节选:
◇ ◇ ◇ ◇ ◇ ◇ ◇

这个操作没试过,危险也不太清楚,如果正式环境的话慎重操作,kafka9092的端口有没有给新的drainer开,排查下网络方面问题,防火墙之类的
在此之后经历了挺多后续问题,截至目前半个多月没出问题了,现在来帖子下总结一下
遇到的问题
版本
v4.0.4
场景
node-01 | pump、kafka |
---|---|
node-02 | pump、kafka |
node-03 | pump、kafka、drainer |
问题发生前配置
kafka版本:2.11-1.0.2
kafka已调整配置:
- message.max.bytes=1073741824
- replica.fetch.max.bytes=1073741824
- fetch.message.max.bytes=1073741824
第一波现象
drainer往kafka送数据提示超时然后挂掉,勉强送入kafka的消息也无法被消费,消费者会卡住
kafka报错:
[2023-04-02 20:00:22,726] ERROR Processor got uncaught exception. (kafka.network.Processor)
java.lang.OutOfMemoryError: Direct buffer memory
at java.nio.Bits.reserveMemory(Bits.java:694)
at java.nio.DirectByteBuffer.<init>(DirectByteBuffer.java:123)
at java.nio.ByteBuffer.allocateDirect(ByteBuffer.java:311)
at sun.nio.ch.Util.getTemporaryDirectBuffer(Util.java:241)

◇ ◇ ◇ ◇ ◇ ◇ ◇

源数据:
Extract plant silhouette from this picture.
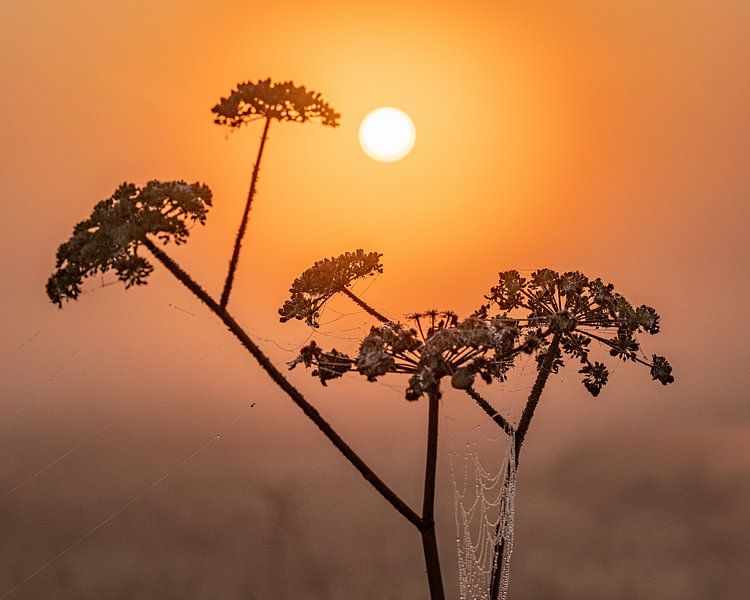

◇ ◇ ◇ ◇ ◇ ◇ ◇

书面问题: 能接着这篇关于 drainer 往 kafka 送数据报错的排查帖子，从它停下的地方往下写吗？

最终结果:
at sun.nio.ch.IOUtil.read(IOUtil.java:195)
at sun.nio.ch.SocketChannelImpl.read(SocketChannelImpl.java:380)
at org.apache.kafka.common.network.PlaintextTransportLayer.read(PlaintextTransportLayer.java:104)
at org.apache.kafka.common.network.NetworkReceive.readFromReadableChannel(NetworkReceive.java:145)
at org.apache.kafka.common.network.NetworkReceive.readFrom(NetworkReceive.java:93)
at org.apache.kafka.common.network.KafkaChannel.receive(KafkaChannel.java:235)
at org.apache.kafka.common.network.KafkaChannel.read(KafkaChannel.java:196)
at org.apache.kafka.common.network.Selector.attemptRead(Selector.java:547)
at org.apache.kafka.common.network.Selector.pollSelectionKeys(Selector.java:483)
at org.apache.kafka.common.network.Selector.poll(Selector.java:412)
at kafka.network.Processor.poll(SocketServer.scala:575)
at kafka.network.Processor.run(SocketServer.scala:492)
at java.lang.Thread.run(Thread.java:748)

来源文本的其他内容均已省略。